### LISTED ENTRIES
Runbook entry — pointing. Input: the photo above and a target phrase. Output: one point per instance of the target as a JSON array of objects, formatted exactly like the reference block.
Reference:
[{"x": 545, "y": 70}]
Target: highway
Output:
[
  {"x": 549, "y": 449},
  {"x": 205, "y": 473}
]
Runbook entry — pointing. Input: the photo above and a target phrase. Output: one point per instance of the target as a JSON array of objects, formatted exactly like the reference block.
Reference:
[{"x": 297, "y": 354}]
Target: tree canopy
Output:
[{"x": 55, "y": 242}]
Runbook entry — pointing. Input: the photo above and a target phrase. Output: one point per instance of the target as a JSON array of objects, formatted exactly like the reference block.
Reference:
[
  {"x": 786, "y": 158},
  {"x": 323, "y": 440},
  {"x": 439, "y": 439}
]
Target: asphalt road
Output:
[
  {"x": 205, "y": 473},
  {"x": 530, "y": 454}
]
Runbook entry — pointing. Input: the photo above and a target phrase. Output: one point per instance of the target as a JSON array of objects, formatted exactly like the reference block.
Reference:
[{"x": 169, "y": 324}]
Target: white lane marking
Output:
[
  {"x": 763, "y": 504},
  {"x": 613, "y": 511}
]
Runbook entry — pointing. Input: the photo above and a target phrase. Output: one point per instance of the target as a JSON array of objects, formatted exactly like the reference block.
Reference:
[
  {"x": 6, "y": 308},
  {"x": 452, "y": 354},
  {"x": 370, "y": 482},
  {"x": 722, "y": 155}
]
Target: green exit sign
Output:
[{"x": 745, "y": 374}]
######
WHAT THE EXERCISE ASKS
Give back all of the records exactly as they were provided above.

SOLUTION TO THIS PROBLEM
Runbook entry — pointing. Input: the photo above and a target phrase. Output: one point per instance of the target as a JSON array of objects, formatted exactly like the reference block.
Reference:
[{"x": 545, "y": 70}]
Target: highway
Output:
[
  {"x": 549, "y": 449},
  {"x": 205, "y": 473}
]
Runbook entry — pointing. Input: the photo above and a target phrase. Output: one point per instance of the target as a JSON array of objects, formatted exactly like the reference block.
Reference:
[{"x": 297, "y": 354}]
Target: tree canopy
Output:
[{"x": 55, "y": 242}]
Runbook entry — pointing. Input: the photo above and a target phrase. Output: one point per instance of the target as a JSON array of objects, formatted exactly like the reference block.
Reference:
[
  {"x": 786, "y": 158},
  {"x": 323, "y": 440},
  {"x": 439, "y": 439}
]
Target: asphalt road
Output:
[
  {"x": 205, "y": 473},
  {"x": 530, "y": 454}
]
Runbook entry — pointing. Input: the photo above and a target phrase. Output: one point per instance of the target as a JSON array of objects, formatted exactly like the reference block.
Reference:
[{"x": 169, "y": 324}]
Target: white lane marking
Output:
[
  {"x": 763, "y": 504},
  {"x": 613, "y": 511}
]
Runbook entry — pointing. Input: the photo above and a target phrase. Output: one point per instance of the target as a JSON array of objects, formatted exactly like the reference block.
Reference:
[
  {"x": 6, "y": 308},
  {"x": 452, "y": 354},
  {"x": 370, "y": 482},
  {"x": 722, "y": 155}
]
Target: green exit sign
Output:
[{"x": 745, "y": 374}]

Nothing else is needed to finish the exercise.